**Reading text:**
** Begin **
Xiaomi releases MiMo-v2.5 Family weights with strong coding and agent benchmarks

- Advertisement -

Peking University gives its computer science students a compiler project every semester. Build a complete SysY compiler in Rust including lexer, parser, abstract syntax tree, IR code generation, assembly backend, performance optimization. The whole thing. Students typically need several weeks.

MiMo-V2.5-Pro finished it in 4.3 hours. Perfect score. 233 out of 233 tests passed on a hidden test suite it had never seen. That’s a real university project and a model that scored higher than most students who spent weeks on it. Xiaomi built this, which is still a sentence that takes a moment to process.

V2.5-Pro is the next step up from MiMo-V2-Flash and its now Open Source. What V2.5-Pro adds over Flash is meaningful. Better long-horizon coherence, stronger agentic capabilities, and the ability to sustain complex tasks across more than a thousand tool calls without losing the thread.
** End **
**Data excerpts:**
** Begin **
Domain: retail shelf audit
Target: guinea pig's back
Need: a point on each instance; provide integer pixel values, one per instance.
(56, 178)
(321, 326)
** End **
**Task instructions:** Extend the article about Xiaomi's MiMo-V2.5 release from the point where it stops above.

**Response to the exercise:**
That’s not a benchmark row. That’s a story. And it’s the most honest way to explain what Xiaomi thinks it has built here.

Three things it built while nobody was watching

The compiler story is the most dramatic but it’s not alone.

After the compiler, Xiaomi gave it a vaguer prompt like build a video editor. No detailed spec or anything specific. What came back after 11.5 hours and 1,868 tool calls was a working desktop application with a multi-track timeline, clip trimming, crossfades, audio mixing, and an export pipeline. The final codebase was 8,192 lines. A working product built start to finish while the humans presumably went home.

The third test went somewhere most coding benchmarks don’t touch. A graduate-level analog circuit design task specifically a Flipped-Voltage-Follower low-dropout regulator in a TSMC 180nm process. This is the kind of work that takes trained analog engineers several days. MiMo-V2.5-Pro was wired into an ngspice simulation loop, called the simulator, read the waveforms, adjusted parameters, and iterated. About an hour later every target metric was met. Line regulation improved 22 times over its own initial attempt. Load regulation improved 17 times.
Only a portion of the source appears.